*Referring expression data*.
►
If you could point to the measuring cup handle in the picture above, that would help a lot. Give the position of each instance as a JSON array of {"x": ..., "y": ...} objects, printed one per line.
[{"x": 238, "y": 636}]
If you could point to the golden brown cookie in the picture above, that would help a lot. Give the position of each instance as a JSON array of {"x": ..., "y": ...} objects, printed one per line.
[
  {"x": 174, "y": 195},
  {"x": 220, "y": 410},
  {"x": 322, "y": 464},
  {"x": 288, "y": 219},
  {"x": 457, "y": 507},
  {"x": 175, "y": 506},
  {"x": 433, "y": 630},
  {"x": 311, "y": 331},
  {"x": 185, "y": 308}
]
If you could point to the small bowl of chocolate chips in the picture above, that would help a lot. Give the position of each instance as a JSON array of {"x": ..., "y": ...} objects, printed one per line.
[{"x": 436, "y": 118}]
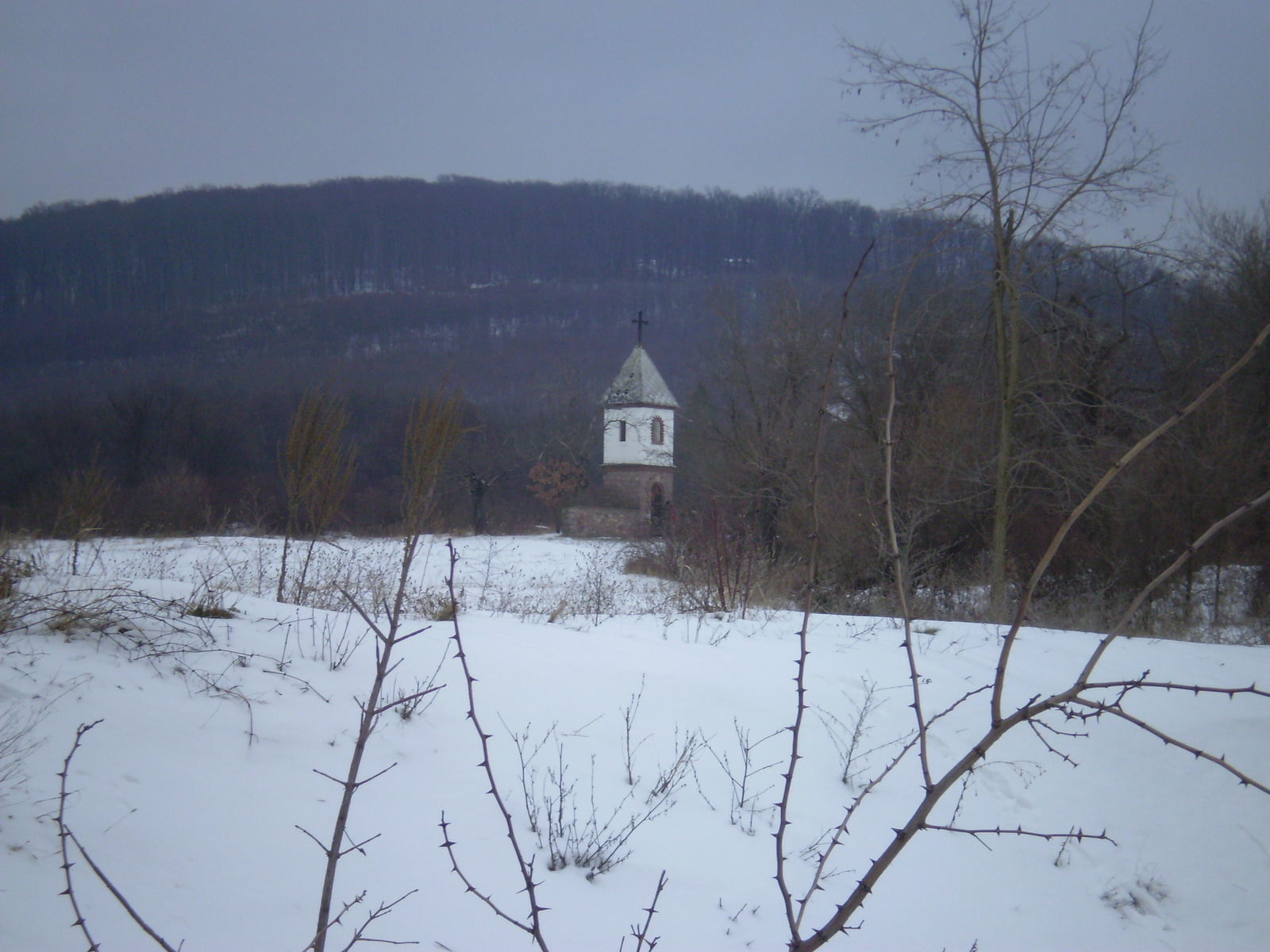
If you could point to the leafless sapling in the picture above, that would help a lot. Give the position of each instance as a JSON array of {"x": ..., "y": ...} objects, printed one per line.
◄
*Your goal*. Repeat every line of the data above exactly, but drop the pictures.

*Output for this exercise*.
If you could point to the measuring cup handle in the picture above, that would help a lot. Give the position of each instance as a JSON array of {"x": ..., "y": ...} objects, printed one per line.
[{"x": 238, "y": 636}]
If you could point to the golden brown cookie in the picture above, that would help a lot. Give the position of each instance as a JSON array of {"x": ..., "y": ...} objects, printed one per line.
[
  {"x": 174, "y": 195},
  {"x": 220, "y": 410},
  {"x": 322, "y": 464},
  {"x": 288, "y": 219},
  {"x": 457, "y": 507},
  {"x": 175, "y": 506},
  {"x": 433, "y": 630},
  {"x": 311, "y": 331},
  {"x": 185, "y": 308}
]
If you could point to the small bowl of chocolate chips in the picture above, that would help a lot. Give the position of each instance as a JSON array of {"x": ..., "y": ...} objects, printed one per line.
[{"x": 436, "y": 118}]
If you could point to the leafless sapling in the picture above, that would help a lot. Give the position of each instance as a JSON array of {"x": ..., "y": ...} objects, printed one per line.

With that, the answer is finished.